-- Dataset extract --
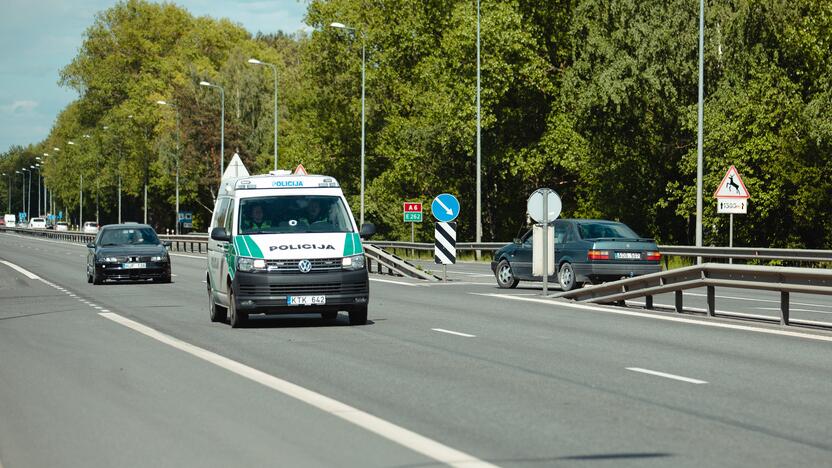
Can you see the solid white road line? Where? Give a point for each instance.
(703, 323)
(451, 332)
(409, 439)
(401, 283)
(21, 270)
(667, 376)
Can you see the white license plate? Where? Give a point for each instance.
(306, 300)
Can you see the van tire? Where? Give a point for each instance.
(216, 311)
(236, 318)
(358, 315)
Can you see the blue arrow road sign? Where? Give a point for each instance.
(445, 207)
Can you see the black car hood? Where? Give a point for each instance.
(131, 250)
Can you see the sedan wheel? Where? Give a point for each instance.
(566, 277)
(505, 277)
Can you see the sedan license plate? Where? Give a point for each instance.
(306, 300)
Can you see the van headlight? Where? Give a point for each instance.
(355, 262)
(250, 264)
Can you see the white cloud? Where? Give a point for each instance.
(19, 107)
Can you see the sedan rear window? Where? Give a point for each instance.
(606, 230)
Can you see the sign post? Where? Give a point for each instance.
(544, 206)
(731, 198)
(445, 208)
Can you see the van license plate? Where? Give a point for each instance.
(306, 300)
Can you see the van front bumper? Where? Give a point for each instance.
(269, 293)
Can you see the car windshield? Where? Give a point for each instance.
(606, 230)
(128, 236)
(293, 214)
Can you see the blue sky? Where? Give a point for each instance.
(39, 37)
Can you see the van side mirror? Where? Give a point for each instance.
(219, 234)
(367, 230)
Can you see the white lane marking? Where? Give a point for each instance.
(666, 375)
(792, 309)
(203, 257)
(662, 317)
(401, 283)
(416, 442)
(451, 332)
(758, 300)
(20, 270)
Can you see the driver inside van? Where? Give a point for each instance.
(256, 221)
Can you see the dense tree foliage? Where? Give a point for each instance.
(595, 99)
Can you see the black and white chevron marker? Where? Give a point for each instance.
(444, 248)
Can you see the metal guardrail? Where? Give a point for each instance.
(394, 265)
(786, 280)
(739, 253)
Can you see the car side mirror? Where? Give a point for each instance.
(367, 230)
(219, 234)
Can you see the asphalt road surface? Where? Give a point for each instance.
(444, 374)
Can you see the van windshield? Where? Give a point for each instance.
(293, 214)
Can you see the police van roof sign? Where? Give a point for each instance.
(731, 185)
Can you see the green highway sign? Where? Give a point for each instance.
(413, 217)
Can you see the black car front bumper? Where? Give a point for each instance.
(117, 271)
(268, 293)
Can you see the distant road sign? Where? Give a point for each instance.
(445, 207)
(534, 205)
(731, 186)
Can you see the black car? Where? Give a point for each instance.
(586, 251)
(128, 252)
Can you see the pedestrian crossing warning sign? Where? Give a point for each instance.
(731, 186)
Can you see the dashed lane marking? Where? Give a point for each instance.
(409, 439)
(666, 375)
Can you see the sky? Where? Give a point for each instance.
(39, 37)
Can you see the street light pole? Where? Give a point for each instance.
(222, 123)
(699, 136)
(479, 161)
(363, 121)
(254, 61)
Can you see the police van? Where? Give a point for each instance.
(284, 243)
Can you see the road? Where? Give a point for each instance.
(136, 375)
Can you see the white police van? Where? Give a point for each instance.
(284, 243)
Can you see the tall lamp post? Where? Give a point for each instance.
(222, 123)
(254, 61)
(164, 103)
(363, 69)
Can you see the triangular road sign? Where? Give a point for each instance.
(731, 186)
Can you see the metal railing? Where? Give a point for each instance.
(785, 280)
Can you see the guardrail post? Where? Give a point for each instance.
(711, 301)
(784, 307)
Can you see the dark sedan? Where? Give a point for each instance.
(586, 251)
(128, 252)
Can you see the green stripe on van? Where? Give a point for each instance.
(239, 242)
(253, 248)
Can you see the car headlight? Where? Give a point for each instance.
(355, 262)
(250, 264)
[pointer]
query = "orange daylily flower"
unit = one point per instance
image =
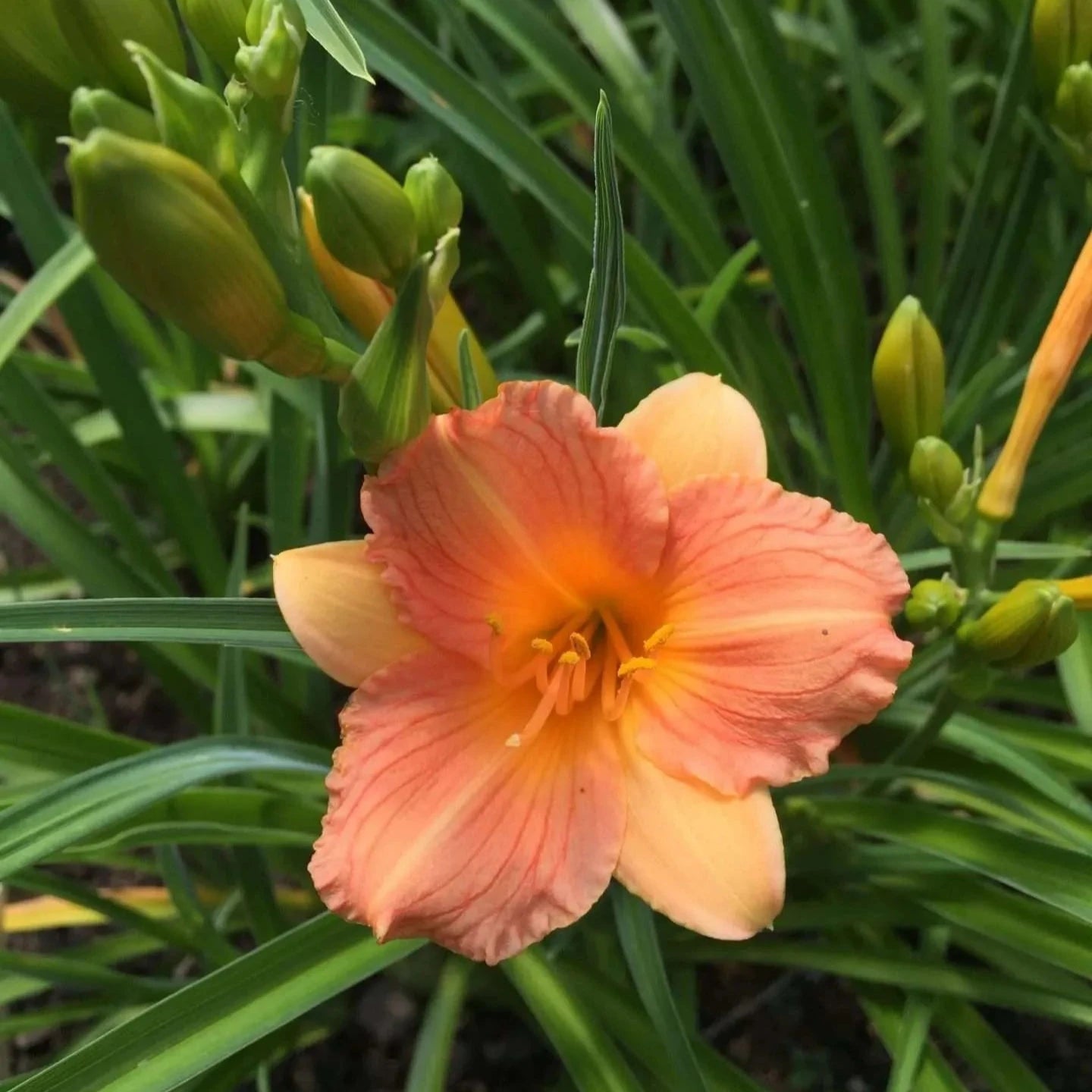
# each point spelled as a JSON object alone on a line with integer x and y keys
{"x": 582, "y": 653}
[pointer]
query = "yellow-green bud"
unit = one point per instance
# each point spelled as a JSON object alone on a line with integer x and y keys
{"x": 39, "y": 70}
{"x": 97, "y": 32}
{"x": 218, "y": 25}
{"x": 437, "y": 201}
{"x": 935, "y": 604}
{"x": 365, "y": 218}
{"x": 936, "y": 472}
{"x": 164, "y": 228}
{"x": 386, "y": 402}
{"x": 97, "y": 108}
{"x": 1029, "y": 626}
{"x": 1060, "y": 36}
{"x": 1072, "y": 114}
{"x": 908, "y": 378}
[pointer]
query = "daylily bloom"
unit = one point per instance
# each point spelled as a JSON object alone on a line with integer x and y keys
{"x": 582, "y": 653}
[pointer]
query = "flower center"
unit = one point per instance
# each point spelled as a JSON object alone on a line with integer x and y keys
{"x": 588, "y": 650}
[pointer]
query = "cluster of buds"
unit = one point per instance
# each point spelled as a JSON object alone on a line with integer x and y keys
{"x": 1062, "y": 46}
{"x": 184, "y": 195}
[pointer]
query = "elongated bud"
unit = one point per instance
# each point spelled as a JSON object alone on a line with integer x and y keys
{"x": 1064, "y": 341}
{"x": 1060, "y": 35}
{"x": 268, "y": 61}
{"x": 1072, "y": 114}
{"x": 437, "y": 201}
{"x": 366, "y": 303}
{"x": 364, "y": 216}
{"x": 97, "y": 31}
{"x": 39, "y": 70}
{"x": 164, "y": 228}
{"x": 936, "y": 472}
{"x": 218, "y": 25}
{"x": 386, "y": 402}
{"x": 190, "y": 118}
{"x": 97, "y": 108}
{"x": 935, "y": 604}
{"x": 1030, "y": 626}
{"x": 908, "y": 378}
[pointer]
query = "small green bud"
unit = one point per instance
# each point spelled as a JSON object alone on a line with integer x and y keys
{"x": 39, "y": 70}
{"x": 364, "y": 216}
{"x": 386, "y": 402}
{"x": 1072, "y": 114}
{"x": 190, "y": 118}
{"x": 437, "y": 201}
{"x": 908, "y": 378}
{"x": 935, "y": 604}
{"x": 936, "y": 472}
{"x": 97, "y": 32}
{"x": 168, "y": 234}
{"x": 1060, "y": 36}
{"x": 268, "y": 64}
{"x": 1029, "y": 626}
{"x": 97, "y": 108}
{"x": 220, "y": 25}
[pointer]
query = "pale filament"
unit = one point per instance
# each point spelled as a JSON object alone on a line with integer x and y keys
{"x": 566, "y": 676}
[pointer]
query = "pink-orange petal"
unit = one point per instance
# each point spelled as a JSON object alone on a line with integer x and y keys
{"x": 437, "y": 828}
{"x": 782, "y": 642}
{"x": 521, "y": 510}
{"x": 711, "y": 863}
{"x": 696, "y": 426}
{"x": 337, "y": 605}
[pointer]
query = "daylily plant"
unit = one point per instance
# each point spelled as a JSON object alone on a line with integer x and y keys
{"x": 581, "y": 653}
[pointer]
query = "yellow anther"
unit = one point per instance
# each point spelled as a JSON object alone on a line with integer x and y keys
{"x": 660, "y": 637}
{"x": 635, "y": 664}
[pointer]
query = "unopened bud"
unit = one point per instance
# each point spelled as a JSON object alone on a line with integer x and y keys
{"x": 908, "y": 378}
{"x": 386, "y": 402}
{"x": 936, "y": 472}
{"x": 1060, "y": 36}
{"x": 935, "y": 604}
{"x": 190, "y": 118}
{"x": 268, "y": 62}
{"x": 1072, "y": 114}
{"x": 1029, "y": 626}
{"x": 437, "y": 201}
{"x": 364, "y": 216}
{"x": 218, "y": 25}
{"x": 97, "y": 32}
{"x": 164, "y": 228}
{"x": 97, "y": 108}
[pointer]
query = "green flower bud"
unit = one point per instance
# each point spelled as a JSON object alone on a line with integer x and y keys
{"x": 190, "y": 118}
{"x": 935, "y": 604}
{"x": 908, "y": 378}
{"x": 1060, "y": 36}
{"x": 1072, "y": 114}
{"x": 437, "y": 201}
{"x": 97, "y": 108}
{"x": 39, "y": 70}
{"x": 1030, "y": 626}
{"x": 164, "y": 228}
{"x": 270, "y": 64}
{"x": 365, "y": 218}
{"x": 386, "y": 402}
{"x": 220, "y": 25}
{"x": 97, "y": 32}
{"x": 936, "y": 472}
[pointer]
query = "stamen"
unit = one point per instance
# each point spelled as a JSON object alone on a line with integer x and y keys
{"x": 660, "y": 637}
{"x": 635, "y": 664}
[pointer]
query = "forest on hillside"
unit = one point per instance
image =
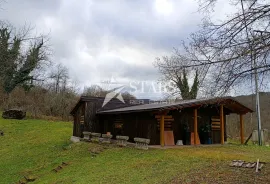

-- Objective --
Identify every line of the items above that contains the word "lane", and copy each such line. Case counts.

-- Written response --
Can you see the white lane marking? Where? Give a point for each instance.
Can you see the dashed lane marking? Where? Give a point for each instance.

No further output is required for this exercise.